Have you tried using one of the backed up catalog files instead of the current one?  LR loads the catalog file(s) on opening so it's worth a try.


----------



## SnappingShark (Jun 2, 2016)

Well, disaster struck. I didn't have any catalog backups and it appears corrupt. I did however have the original raw files. Gah!

Luckily I am not a professional photographer - but this is still painful.

So, I'm now running a full re-install of my OS - just to be safe, and ensuring all backups are in place, and working fully! Blah - time consuming, but I like this kind of stuff - just not all the potential re-work on images.


----------



## astroNikon (Jun 2, 2016)

My LR asked me every time when I exit if I want to do a backup ?


----------



## SnappingShark (Jun 2, 2016)

astroNikon said:


> My LR asked me every time when I exit if I want to do a backup ?



I always "skipped til next week" hahaha


----------



## waday (Jun 2, 2016)

BrightByNature said:


> astroNikon said:
> 
> 
> > My LR asked me every time when I exit if I want to do a backup ?
> ...


Note to self..... back up your catalog tonight...


----------



## astroNikon (Jun 2, 2016)

Guess you did one too many Skips ...


----------



## JacaRanda (Jun 2, 2016)

I only have the backup reminder set (I think weekly), and I do it and walk away.


----------



## SnappingShark (Jun 2, 2016)

... and so the importing begins.


----------



## astroNikon (Jun 2, 2016)

that sounds like a major PITA
i have about 1.5 TB of raw files .....

but then, I do backups from time to time  
and when I just upgaded to LR v6, I now use multiple Catalogs.


----------



## SnappingShark (Jun 2, 2016)

Yeah!

Multiple catalogs seems a good idea. I'll import these, back it up, and then create a new one for moving forward with. Just sucks that to import my originals I have to hit my super slow NAS. Maybe I'll push that back to be my resting place, rather than main storage area.

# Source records
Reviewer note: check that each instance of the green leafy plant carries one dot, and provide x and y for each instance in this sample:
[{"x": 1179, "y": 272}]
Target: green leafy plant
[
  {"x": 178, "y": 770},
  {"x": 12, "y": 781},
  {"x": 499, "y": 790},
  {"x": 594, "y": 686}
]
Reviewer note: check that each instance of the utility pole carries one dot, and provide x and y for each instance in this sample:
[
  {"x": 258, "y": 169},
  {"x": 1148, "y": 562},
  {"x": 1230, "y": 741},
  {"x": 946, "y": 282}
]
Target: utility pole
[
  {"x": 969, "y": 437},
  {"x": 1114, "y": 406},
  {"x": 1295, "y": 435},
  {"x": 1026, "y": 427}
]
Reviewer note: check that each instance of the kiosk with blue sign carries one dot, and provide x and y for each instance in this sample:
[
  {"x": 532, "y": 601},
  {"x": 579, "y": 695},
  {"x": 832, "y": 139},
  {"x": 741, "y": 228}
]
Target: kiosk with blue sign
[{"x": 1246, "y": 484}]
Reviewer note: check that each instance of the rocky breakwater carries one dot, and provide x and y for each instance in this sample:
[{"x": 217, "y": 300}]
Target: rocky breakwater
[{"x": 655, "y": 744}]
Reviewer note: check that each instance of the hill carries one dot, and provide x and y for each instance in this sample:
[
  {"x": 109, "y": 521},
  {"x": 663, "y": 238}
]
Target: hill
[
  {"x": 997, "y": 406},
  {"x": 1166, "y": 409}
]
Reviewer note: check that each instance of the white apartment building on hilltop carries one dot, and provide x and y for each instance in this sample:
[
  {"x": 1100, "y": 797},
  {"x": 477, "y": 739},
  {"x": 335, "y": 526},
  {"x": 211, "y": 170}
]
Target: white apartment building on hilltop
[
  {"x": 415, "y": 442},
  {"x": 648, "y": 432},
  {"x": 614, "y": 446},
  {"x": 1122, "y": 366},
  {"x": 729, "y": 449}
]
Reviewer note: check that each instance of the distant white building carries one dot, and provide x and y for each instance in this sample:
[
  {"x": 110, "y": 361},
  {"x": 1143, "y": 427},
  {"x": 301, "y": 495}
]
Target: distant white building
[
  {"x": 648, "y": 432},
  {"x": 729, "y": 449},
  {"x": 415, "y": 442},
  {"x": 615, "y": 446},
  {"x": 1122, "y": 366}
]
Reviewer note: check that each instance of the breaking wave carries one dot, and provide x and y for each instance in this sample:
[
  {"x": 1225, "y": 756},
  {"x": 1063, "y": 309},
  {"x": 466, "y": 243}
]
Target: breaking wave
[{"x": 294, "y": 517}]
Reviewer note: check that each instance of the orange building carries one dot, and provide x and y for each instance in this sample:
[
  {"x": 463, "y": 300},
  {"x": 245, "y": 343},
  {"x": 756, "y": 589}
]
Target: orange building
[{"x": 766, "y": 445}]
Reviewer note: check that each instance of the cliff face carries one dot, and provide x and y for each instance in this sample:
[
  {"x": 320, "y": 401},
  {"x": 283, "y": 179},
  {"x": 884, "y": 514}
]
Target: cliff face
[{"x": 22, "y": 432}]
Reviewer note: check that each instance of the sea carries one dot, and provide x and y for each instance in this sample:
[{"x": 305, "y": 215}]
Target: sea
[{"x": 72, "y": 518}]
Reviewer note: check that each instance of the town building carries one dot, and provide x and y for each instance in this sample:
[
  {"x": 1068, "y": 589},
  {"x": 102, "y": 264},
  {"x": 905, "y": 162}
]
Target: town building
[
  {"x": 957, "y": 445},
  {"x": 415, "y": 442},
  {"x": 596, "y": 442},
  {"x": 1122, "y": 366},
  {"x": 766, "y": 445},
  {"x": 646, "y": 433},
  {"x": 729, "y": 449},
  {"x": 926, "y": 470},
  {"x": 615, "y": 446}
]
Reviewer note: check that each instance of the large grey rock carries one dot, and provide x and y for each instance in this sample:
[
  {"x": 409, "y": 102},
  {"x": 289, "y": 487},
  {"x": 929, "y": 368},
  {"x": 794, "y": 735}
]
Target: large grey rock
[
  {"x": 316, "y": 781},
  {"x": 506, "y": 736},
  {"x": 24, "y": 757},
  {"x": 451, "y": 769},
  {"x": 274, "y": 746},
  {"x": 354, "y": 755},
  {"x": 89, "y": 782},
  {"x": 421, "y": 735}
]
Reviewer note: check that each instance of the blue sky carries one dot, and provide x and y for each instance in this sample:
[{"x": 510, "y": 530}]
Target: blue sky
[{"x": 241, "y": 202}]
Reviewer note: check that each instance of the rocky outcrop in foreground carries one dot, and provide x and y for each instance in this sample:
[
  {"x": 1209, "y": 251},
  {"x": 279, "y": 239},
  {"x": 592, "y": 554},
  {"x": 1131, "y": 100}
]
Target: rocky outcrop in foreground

# EXERCISES
1. According to the Lightroom catalog thread, how much raw data does astroNikon report having?
2. Continue the Lightroom catalog thread from its final post.

# SOLVED TASKS
1. About 1.5 TB of raw files.

2.
----------



## KmH (Jun 2, 2016)

Unfortunately, LR can only access 1 catalog at a time - a major limitation of LR compared to other image database management applications.


----------



## astroNikon (Jun 2, 2016)

KmH said:


> Unfortunately, LR can only access 1 catalog at a time - a major limitation of LR compared to other image database management applications.


and it has to ReLaunch when you select a different Catalog.
but I'm fine with that.  keeps my photos better organized.


----------



## SnappingShark (Jun 2, 2016)

Good info!!


----------



## KmH (Jun 2, 2016)

astroNikon said:


> KmH said:
> 
> 
> > Unfortunately, LR can only access 1 catalog at a time - a major limitation of LR compared to other image database management applications.
> ...


The point in having an image database management application is being able to search_ your entire database_ in one go.


----------



## SnappingShark (Jun 2, 2016)

How do YOU do this - tags, categorize by type (landscape, portraits, location etc), color/bw - or by camera/date taken / focal length or other?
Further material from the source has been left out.